* [Material for this task]:
____________

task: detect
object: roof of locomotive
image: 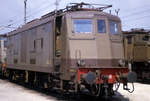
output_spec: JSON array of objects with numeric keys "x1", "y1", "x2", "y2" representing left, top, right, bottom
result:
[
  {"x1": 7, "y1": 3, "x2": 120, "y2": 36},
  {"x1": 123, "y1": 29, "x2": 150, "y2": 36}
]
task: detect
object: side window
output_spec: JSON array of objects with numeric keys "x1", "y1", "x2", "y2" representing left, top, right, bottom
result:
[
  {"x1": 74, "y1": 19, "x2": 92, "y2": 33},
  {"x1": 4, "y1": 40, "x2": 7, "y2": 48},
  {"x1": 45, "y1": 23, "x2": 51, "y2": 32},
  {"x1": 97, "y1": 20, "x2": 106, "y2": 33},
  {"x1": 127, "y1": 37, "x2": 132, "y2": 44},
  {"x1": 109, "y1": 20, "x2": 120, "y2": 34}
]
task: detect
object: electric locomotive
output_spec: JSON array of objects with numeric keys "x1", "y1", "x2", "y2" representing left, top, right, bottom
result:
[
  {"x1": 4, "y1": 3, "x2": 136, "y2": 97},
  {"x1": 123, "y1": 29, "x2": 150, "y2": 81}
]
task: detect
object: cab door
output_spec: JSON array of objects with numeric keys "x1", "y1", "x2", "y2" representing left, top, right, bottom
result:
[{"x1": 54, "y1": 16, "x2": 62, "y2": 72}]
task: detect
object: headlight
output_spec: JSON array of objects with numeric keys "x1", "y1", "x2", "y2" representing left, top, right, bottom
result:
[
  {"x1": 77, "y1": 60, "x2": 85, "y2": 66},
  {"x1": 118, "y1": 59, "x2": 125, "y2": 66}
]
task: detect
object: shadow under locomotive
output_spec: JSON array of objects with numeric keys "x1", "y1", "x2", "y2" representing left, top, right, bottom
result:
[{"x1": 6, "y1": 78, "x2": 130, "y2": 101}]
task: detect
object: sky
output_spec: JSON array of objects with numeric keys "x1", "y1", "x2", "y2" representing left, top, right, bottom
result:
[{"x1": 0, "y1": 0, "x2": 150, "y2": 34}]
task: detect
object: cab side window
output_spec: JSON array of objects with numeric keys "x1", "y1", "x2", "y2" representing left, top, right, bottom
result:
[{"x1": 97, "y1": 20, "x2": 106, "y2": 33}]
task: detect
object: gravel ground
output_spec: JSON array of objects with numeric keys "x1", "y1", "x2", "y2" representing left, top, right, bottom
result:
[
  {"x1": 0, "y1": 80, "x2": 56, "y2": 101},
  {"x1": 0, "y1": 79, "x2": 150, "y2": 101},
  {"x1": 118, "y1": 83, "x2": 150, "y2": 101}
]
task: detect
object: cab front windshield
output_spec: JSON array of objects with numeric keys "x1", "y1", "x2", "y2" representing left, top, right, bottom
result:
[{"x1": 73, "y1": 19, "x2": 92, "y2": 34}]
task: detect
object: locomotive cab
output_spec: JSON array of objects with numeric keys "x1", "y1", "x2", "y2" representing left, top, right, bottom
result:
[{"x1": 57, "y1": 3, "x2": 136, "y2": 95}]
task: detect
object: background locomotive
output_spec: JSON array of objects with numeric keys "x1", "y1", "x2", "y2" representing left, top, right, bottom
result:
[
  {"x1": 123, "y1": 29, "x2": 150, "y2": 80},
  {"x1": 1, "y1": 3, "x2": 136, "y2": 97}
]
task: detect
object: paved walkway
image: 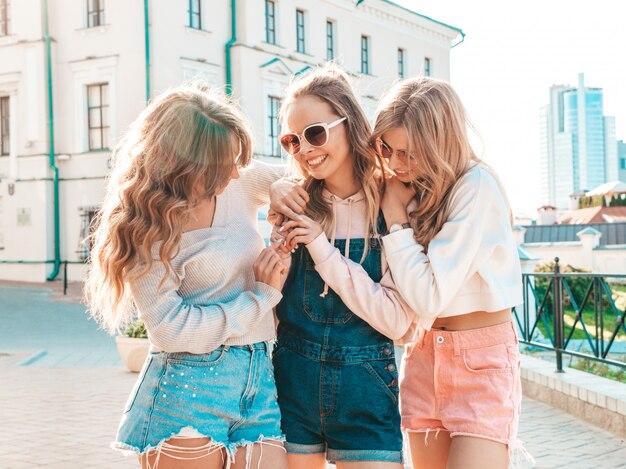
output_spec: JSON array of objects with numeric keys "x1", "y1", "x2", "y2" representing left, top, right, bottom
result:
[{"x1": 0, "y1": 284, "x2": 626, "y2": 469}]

____________

* [Directive]: Gather every line in the records above that contains the word "locomotive" and copy each of those lines in full.

* [The result]:
object: roof of locomotive
object: electric locomotive
object: shadow under locomotive
object: locomotive cab
object: background locomotive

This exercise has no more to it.